# TEXT SHOWN
Recently, OpenAI employees signed an open letter demanding that the board reinstate Sam Altman, add other board members (giving some names of people allied with Altman), and resign, or else they would quit and follow Altman to Microsoft.
Following those demands would've put the entire organization under the control of 1 person with no accountability to anyone. That doesn't seem like what OpenAI employees wanted to be the case, unless they're dumber than I thought. So, why did they sign? Here are some possible reasons that come to mind:
- Altman is just really likeable for people like them - they just like him.
- They felt a sense of injustice and outrage over the CEO being fired that they'd never felt over lower-level employees being fired.
- They were hired or otherwise rewarded by Altman and thus loyal to him personally.
- They believed Altman was more ideologically aligned with them than any likely replacement CEO (including Emmett Shear) would be.
- They felt their profit shares would be worth more with Altman leading the company.
- They were socially pressured by people with strong views from (3) or (4) or (5).
- They were afraid the company would implode and they'd lose their job, and wanted the option of getting hired at a new group in Microsoft, and the risk of signing seemed low once enough other people already signed.
- They were afraid Altman would return as CEO and fire or otherwise punish them if they hadn't signed.
- Something else?
Which of those reasons do you think drove people signing that letter, and why do you think so?
Citing a relevant part of the Lex Fridman interview (transcript) which people will probably find helpful to watch, so you can at least eyeball Altman's facial expressions:
I think it's also important to do three-body-problem thinking with this situation; it's also possible that Microsoft or some other third party might have gradually but successfully orchestrated distrust/conflict between two good-guy factions or acquired access to the minds/culture of OpenAI employees, in which case it's critical for the surviving good guys to mitigate the damage and maximize robustness against third parties in the future.

# SUPPLIED MATERIAL
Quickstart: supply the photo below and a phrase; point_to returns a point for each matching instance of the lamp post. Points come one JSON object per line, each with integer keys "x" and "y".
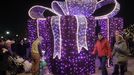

# TASK REQUIREMENTS
A – Transcribe the passage of the OpenAI letter post that begins with "- They believed" and ends after "leading the company.".
B – In the OpenAI letter post, what did the employees say they would do if the board did not meet their demands?
The data here was taken from a separate source.

# ANSWERS FOR THE TASKS
A –
- They believed Altman was more ideologically aligned with them than any likely replacement CEO (including Emmett Shear) would be.
- They felt their profit shares would be worth more with Altman leading the company.

B – They would quit and follow Altman to Microsoft.